● WRITTEN EXERCISE
Pick out every line in the material below that contains the word "distant", and copy each one.

* start *

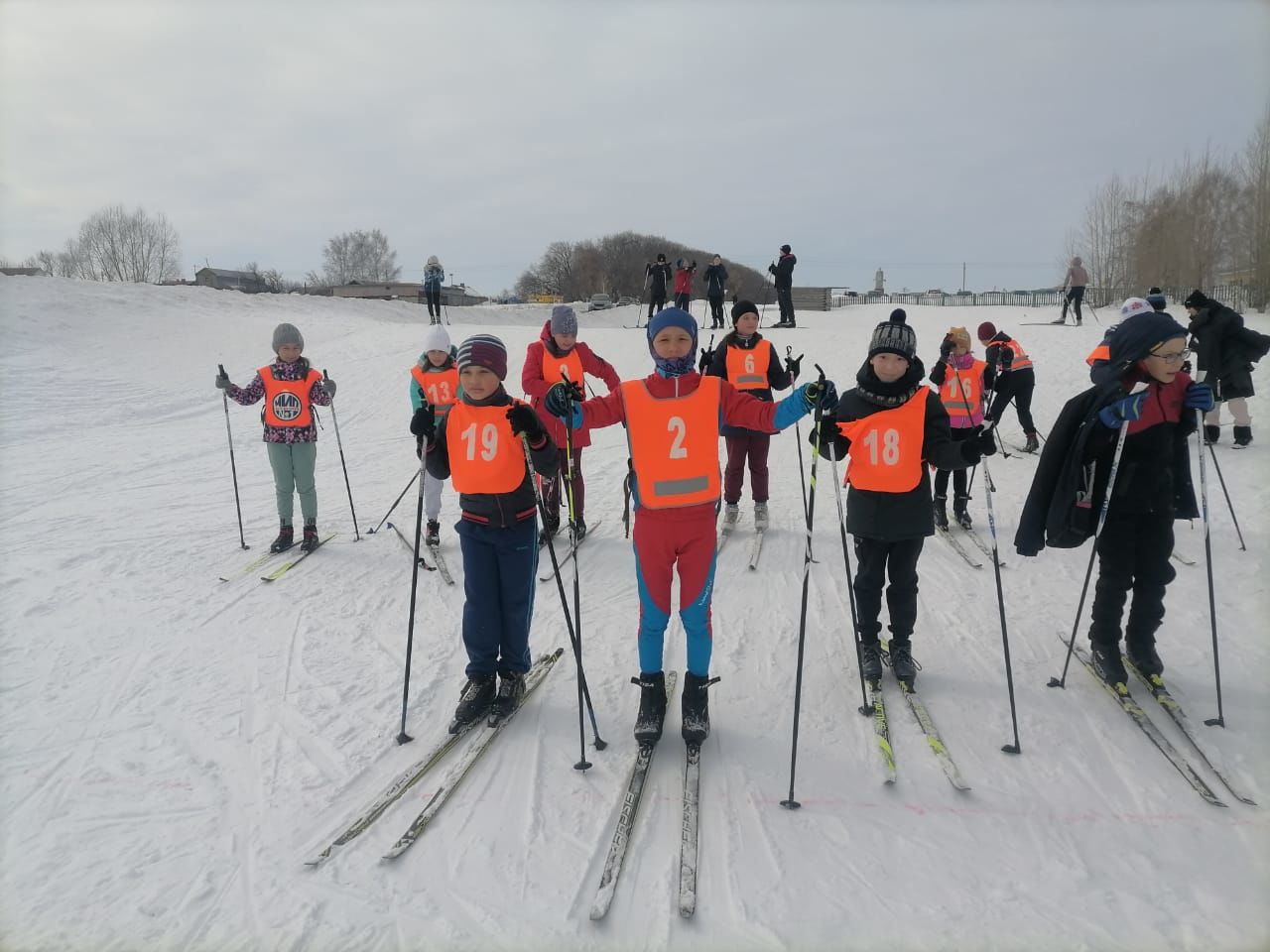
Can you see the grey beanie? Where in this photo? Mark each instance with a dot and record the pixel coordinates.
(894, 336)
(287, 334)
(564, 320)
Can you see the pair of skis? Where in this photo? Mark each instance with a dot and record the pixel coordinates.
(631, 797)
(408, 778)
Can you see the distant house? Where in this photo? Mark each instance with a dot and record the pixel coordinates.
(223, 280)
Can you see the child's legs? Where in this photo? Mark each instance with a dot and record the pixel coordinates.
(870, 575)
(697, 565)
(758, 447)
(517, 549)
(654, 560)
(483, 624)
(284, 479)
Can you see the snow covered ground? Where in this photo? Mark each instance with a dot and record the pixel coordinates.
(173, 747)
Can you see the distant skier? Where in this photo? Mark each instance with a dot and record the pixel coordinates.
(749, 362)
(1010, 373)
(556, 354)
(479, 445)
(672, 419)
(1152, 488)
(290, 389)
(783, 277)
(434, 277)
(892, 426)
(715, 280)
(960, 377)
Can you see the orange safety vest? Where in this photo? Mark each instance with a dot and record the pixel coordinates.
(747, 370)
(556, 367)
(965, 400)
(441, 388)
(286, 402)
(485, 456)
(887, 447)
(675, 444)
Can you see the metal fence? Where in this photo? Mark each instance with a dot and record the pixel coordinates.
(1236, 296)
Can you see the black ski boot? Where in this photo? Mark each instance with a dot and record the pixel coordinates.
(697, 708)
(870, 660)
(511, 690)
(1107, 664)
(652, 707)
(474, 701)
(942, 515)
(286, 538)
(902, 662)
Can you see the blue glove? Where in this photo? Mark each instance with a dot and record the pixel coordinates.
(1199, 397)
(1127, 409)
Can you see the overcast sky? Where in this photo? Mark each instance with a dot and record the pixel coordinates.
(910, 136)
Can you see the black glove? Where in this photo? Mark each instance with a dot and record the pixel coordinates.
(526, 422)
(423, 424)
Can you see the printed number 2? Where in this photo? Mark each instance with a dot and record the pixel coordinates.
(680, 429)
(488, 440)
(889, 447)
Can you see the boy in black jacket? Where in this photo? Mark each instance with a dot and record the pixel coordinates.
(1152, 486)
(477, 445)
(892, 425)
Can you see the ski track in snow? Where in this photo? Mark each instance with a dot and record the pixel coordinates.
(175, 746)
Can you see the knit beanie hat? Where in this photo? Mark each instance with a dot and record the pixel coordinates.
(564, 321)
(287, 334)
(484, 350)
(740, 308)
(894, 336)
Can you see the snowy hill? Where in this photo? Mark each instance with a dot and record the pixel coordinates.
(175, 747)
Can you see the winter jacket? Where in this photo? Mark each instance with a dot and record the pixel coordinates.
(536, 386)
(1071, 480)
(778, 377)
(495, 509)
(254, 393)
(784, 271)
(893, 517)
(715, 280)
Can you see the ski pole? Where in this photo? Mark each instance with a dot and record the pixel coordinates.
(792, 803)
(1224, 492)
(1219, 721)
(391, 508)
(1001, 608)
(1097, 531)
(564, 602)
(238, 504)
(403, 738)
(357, 536)
(583, 765)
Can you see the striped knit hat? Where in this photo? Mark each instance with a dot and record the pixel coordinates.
(484, 350)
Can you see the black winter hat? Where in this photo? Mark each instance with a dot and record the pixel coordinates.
(894, 336)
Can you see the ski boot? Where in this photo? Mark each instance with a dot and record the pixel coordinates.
(286, 538)
(652, 707)
(942, 513)
(697, 708)
(511, 690)
(761, 521)
(474, 701)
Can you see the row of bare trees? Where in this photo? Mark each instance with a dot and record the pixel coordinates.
(1206, 218)
(616, 264)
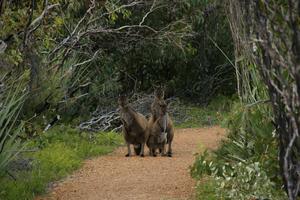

* end *

● WRITTEN SOLUTION
Can you see the distant house? Where in this photo? Mark each instance with a dot and record the pixel coordinates.
Can you see the distant skier? Where in this photo? Mark each instance with a dot and record the pixel coordinates.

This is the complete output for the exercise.